> _Problem requirements_
Reproduce the entire listing below word for word, omitting the pictures.

> _Provided information_

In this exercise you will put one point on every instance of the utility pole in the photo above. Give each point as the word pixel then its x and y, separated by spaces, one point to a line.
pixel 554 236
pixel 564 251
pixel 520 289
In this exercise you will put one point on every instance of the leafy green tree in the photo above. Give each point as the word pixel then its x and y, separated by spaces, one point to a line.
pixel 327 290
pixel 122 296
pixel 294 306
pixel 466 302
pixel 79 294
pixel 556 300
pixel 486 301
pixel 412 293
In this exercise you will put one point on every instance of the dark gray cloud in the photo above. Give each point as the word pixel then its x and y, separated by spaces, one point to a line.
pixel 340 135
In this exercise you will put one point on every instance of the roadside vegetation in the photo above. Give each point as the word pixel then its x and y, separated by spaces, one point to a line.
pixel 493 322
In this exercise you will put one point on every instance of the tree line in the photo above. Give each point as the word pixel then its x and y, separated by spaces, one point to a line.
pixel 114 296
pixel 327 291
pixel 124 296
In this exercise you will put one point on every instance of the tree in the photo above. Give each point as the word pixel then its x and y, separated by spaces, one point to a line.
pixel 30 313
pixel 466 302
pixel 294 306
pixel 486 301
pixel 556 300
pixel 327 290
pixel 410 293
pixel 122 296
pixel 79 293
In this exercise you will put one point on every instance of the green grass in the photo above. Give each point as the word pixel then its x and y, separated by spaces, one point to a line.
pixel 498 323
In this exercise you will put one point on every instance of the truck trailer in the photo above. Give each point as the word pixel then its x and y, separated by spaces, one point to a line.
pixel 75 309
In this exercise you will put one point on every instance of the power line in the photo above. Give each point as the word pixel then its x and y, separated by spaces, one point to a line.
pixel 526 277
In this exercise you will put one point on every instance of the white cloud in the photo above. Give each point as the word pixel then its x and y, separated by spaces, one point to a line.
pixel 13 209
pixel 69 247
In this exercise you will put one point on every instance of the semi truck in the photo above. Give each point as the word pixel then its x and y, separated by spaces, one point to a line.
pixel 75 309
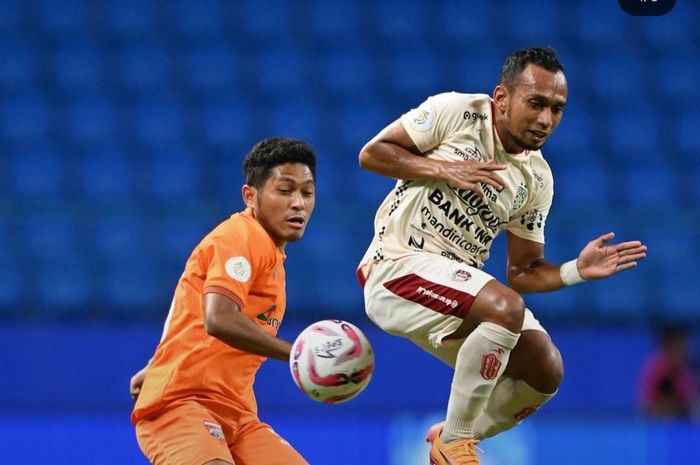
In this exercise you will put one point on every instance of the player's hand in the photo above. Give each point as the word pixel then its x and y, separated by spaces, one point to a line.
pixel 468 174
pixel 598 260
pixel 136 382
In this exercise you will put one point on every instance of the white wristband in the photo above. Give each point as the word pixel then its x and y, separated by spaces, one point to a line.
pixel 569 273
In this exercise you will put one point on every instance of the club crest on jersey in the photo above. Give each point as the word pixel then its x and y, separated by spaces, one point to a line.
pixel 238 268
pixel 214 429
pixel 422 118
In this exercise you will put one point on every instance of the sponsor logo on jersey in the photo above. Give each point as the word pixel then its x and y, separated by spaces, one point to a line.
pixel 214 429
pixel 431 295
pixel 461 276
pixel 469 153
pixel 422 118
pixel 238 268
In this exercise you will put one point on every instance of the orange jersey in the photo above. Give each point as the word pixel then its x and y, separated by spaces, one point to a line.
pixel 239 260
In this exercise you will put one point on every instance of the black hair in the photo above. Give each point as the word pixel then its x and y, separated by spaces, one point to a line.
pixel 518 60
pixel 274 151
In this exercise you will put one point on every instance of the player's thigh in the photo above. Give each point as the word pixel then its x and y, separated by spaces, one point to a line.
pixel 184 434
pixel 258 444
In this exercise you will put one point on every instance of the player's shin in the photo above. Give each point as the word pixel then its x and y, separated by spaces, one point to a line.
pixel 511 402
pixel 480 362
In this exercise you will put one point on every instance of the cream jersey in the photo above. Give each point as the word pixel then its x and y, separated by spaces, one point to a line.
pixel 434 217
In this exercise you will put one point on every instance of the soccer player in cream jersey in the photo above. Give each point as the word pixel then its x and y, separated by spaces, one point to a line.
pixel 469 166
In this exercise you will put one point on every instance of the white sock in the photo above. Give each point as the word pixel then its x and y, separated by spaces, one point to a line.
pixel 510 403
pixel 480 362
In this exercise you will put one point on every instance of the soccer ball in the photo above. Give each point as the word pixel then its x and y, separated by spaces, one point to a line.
pixel 331 361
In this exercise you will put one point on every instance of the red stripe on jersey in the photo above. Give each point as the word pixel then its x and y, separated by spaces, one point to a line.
pixel 434 296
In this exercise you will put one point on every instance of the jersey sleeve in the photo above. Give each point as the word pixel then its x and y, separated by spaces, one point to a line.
pixel 231 265
pixel 529 222
pixel 434 120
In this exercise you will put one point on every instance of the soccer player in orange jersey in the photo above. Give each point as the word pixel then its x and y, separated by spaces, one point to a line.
pixel 195 403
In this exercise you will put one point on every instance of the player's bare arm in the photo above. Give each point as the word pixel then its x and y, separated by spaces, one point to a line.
pixel 528 271
pixel 392 153
pixel 600 260
pixel 223 320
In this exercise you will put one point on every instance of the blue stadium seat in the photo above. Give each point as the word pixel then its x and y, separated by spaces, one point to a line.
pixel 338 20
pixel 19 63
pixel 228 125
pixel 622 297
pixel 159 122
pixel 79 66
pixel 670 250
pixel 131 18
pixel 601 26
pixel 416 73
pixel 38 171
pixel 24 118
pixel 634 135
pixel 671 31
pixel 92 119
pixel 63 287
pixel 300 119
pixel 175 174
pixel 650 185
pixel 678 83
pixel 144 66
pixel 106 174
pixel 118 236
pixel 532 23
pixel 618 78
pixel 213 68
pixel 134 288
pixel 12 291
pixel 678 292
pixel 582 185
pixel 347 71
pixel 399 22
pixel 687 136
pixel 460 24
pixel 358 121
pixel 267 23
pixel 64 17
pixel 477 70
pixel 281 71
pixel 201 18
pixel 50 236
pixel 10 18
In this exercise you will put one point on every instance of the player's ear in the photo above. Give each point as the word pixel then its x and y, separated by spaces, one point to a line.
pixel 250 194
pixel 500 98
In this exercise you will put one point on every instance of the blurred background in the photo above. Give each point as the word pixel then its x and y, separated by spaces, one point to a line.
pixel 123 126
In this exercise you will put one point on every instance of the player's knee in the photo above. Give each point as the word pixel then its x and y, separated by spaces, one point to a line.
pixel 552 368
pixel 508 310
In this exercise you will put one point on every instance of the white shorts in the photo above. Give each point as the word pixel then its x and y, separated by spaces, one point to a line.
pixel 425 297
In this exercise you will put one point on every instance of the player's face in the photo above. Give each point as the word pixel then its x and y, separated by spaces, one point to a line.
pixel 284 203
pixel 532 109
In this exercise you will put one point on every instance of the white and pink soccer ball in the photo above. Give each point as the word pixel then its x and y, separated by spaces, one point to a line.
pixel 331 361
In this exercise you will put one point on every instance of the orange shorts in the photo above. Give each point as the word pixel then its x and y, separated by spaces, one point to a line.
pixel 188 433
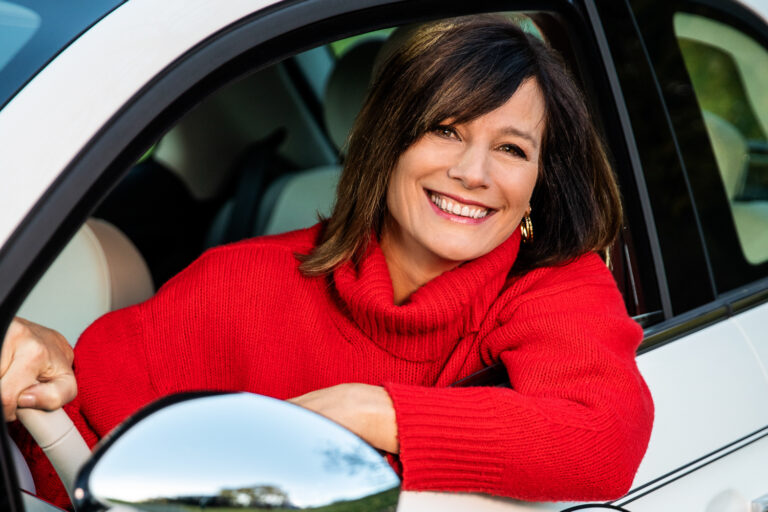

> _Final answer_
In this exercise you will put one point on every instance of the utility pole in the photo above. Give each point as the word pixel then its x and y, separated by spaces, one point to a line.
pixel 554 236
pixel 564 251
pixel 520 289
In this exercise you will put one point on every instance of the leafy green tree in the photo above. Give each point as the word pixel then its x and y, separated by spaces, one point to a line.
pixel 327 290
pixel 122 296
pixel 294 306
pixel 466 302
pixel 79 294
pixel 556 300
pixel 486 301
pixel 412 293
In this exercise you will put one point on every instance of the dark gray cloud in the photo above. Give each point as the word pixel then its x and y, separated by spaces, one point to a line.
pixel 340 135
In this exercise you will put one point on every instance of the roadside vegetation in the photo above. Give each point as the word pixel then its x and y, separated by spaces, one point to a line.
pixel 493 322
In this exercise you will put one point on every instance of the tree line in the photo above. Give each point as the word pixel then its x and y, separated by spaces, one point to a line.
pixel 114 296
pixel 327 291
pixel 124 296
In this exercise you will put one point on every instance of the tree in the photo above. Give each point as the word pixel then its x and y, separated by spaces, one point to a line.
pixel 30 313
pixel 466 302
pixel 294 306
pixel 486 301
pixel 556 300
pixel 327 290
pixel 410 293
pixel 122 296
pixel 79 293
In this exercise you will put one point on every instance of the green grass in the photo above. Give each point as the word pixel then its x and y, separated by spaces, one point to a line.
pixel 498 323
In this exercise you will put one point on every instance of the truck trailer in the photo above. Give each point as the word pixel then its x and y, separated by spaces, one point to a line.
pixel 75 309
In this exercise you will put one point on every instance of the power line in the photo above. Give each point as the word pixel then its x and y, separated by spaces, one point to a line.
pixel 526 277
In this exercise you will put one point on every instance of the white cloud in the photo above. Give each point as the word pixel then its x and y, separated by spaces, one point to a line.
pixel 13 209
pixel 69 247
In this exercise you will put one point on every instance of the semi truck in the photo above. Give each point as the word pixel then its x and y, separated by spaces, one point to a line.
pixel 75 309
In this exercise you will put one point on every instance of the player's hand in the photo above. Give each point as the word pixel then its x and y, separated by spaces, one point to a line.
pixel 468 174
pixel 598 260
pixel 136 382
In this exercise you will put one point on every instance of the white wristband in the photo above. Give each point as the word pixel then its x and y, separated by spaces, one point to a line.
pixel 569 273
In this exercise you will put one point on every instance of the club crest on jersey in the photo above. Give each point as the word pixel then its x and y, separated by spaces, one point to a line.
pixel 238 268
pixel 214 429
pixel 422 118
In this exercise you will put one point on every instance of the sponsor logo on jersey in the photo above. Give each point as the word pixel then its x and y, separated by spaces, one point to a line.
pixel 214 429
pixel 431 295
pixel 461 276
pixel 469 153
pixel 422 118
pixel 238 268
In this exercise you will put one point on every instance of the orange jersey in the photo above. Give each point as the word pixel then its x and y, separated by spaces, one point to a line.
pixel 239 260
In this exercise you will put one point on every instance of the black hair in the photo above. Give each point as the word pixel then its x and y, separated by spaces, one point to a line.
pixel 518 60
pixel 274 151
In this exercise you will put one point on every instance of the player's thigh in the photo above. Give each point as the word pixel then its x and y, separated by spaces, one point to a line.
pixel 184 434
pixel 258 444
In this exercise you will put one point on every instance of the player's shin in the photo above. Give each point as the word pixel then its x and y, separated by spaces, one point to a line.
pixel 511 402
pixel 480 362
In this exercise you will put one point on every instance of the cream jersey in the photo above. Give each point as the word pixel then its x and y, separated by spaces, one point to a line.
pixel 434 217
In this exercise you will put one point on every instance of the soccer player in cream jersey in the photo above. Give each point as the word pixel then its x and y, separated by spaces, one point to a line.
pixel 469 166
In this exercise you will put one point on every instance of the white sock in the photo above. Give each point as the word pixel then its x and y, separated by spaces, one point to a line.
pixel 510 403
pixel 480 362
In this exercise you will put one point on every instance of the soccer ball in the photo above. Give each point as the word pixel then its x and y, separated by spaces, one point to a line.
pixel 331 361
In this exercise you will put one point on every instance of the red stripe on jersey in the photo above. Give each point as the word pixel then its x and y, separated by spaces, one point to a line.
pixel 434 296
In this exercise you will put one point on every instance of the jersey sleeve in the photo above. Give each point as the word pixel then its x and y, separated by spaces, one point to a line.
pixel 231 265
pixel 529 222
pixel 434 120
In this exercise you will put one point on every instance of the soccer player in orange jersey in the photo above. Give each point as the word pixel then its x and y, separated by spaces, one point to a line.
pixel 195 403
In this exercise you will put one point on every instance of the player's bare arm in the photo above. Give each point as the word pixel then its x and y, separated by spaces, one point to a line.
pixel 528 271
pixel 392 153
pixel 600 260
pixel 223 320
In this exercise you will put one point on every instance of the blue stadium seat in the photo above. Give each point as the word pixel then its x and y, separated by spaces, one point to a line.
pixel 338 20
pixel 19 63
pixel 228 125
pixel 622 297
pixel 159 122
pixel 79 66
pixel 670 250
pixel 131 18
pixel 601 26
pixel 416 73
pixel 38 171
pixel 24 118
pixel 634 135
pixel 671 31
pixel 92 119
pixel 63 287
pixel 300 119
pixel 175 174
pixel 650 185
pixel 678 83
pixel 144 66
pixel 106 174
pixel 118 236
pixel 532 23
pixel 618 78
pixel 213 68
pixel 134 288
pixel 12 291
pixel 678 292
pixel 582 185
pixel 347 71
pixel 399 22
pixel 687 136
pixel 460 24
pixel 358 121
pixel 267 23
pixel 64 17
pixel 477 70
pixel 281 71
pixel 201 18
pixel 50 236
pixel 10 18
In this exercise you will put one point on every instance of the player's ear in the photo above. Give each point as the word pixel then its x and y, separated by spaces, one point to a line.
pixel 250 194
pixel 500 98
In this exercise you will put one point on every instance of the blurred background in the photo above. Give each point as the word pixel then its x and y, separated by spaces, one point to a line.
pixel 123 126
In this exercise you will put one point on every instance of the player's knee in the photo above. Give each point as the word pixel then its x and y, separated by spaces, one point to a line.
pixel 552 368
pixel 508 310
In this exercise you will put one point on every instance of the white shorts in the photo above. Give each point as the word pixel then its x and y, separated by spaces, one point to a line.
pixel 425 297
In this exercise you will put one point on every instance of the player's face in the photo above. Give each point as the word pixel then its x and y, separated by spaces, one point to a line.
pixel 284 203
pixel 532 109
In this exercise you will put one point on every instance of the white and pink soccer ball in the photo above. Give each point as the word pixel then its x and y, separated by spaces, one point to a line.
pixel 331 361
In this exercise you will put one point on every instance of the orange shorts in the photo above. Give each point as the word pixel then its x and y, separated by spaces, one point to a line.
pixel 188 433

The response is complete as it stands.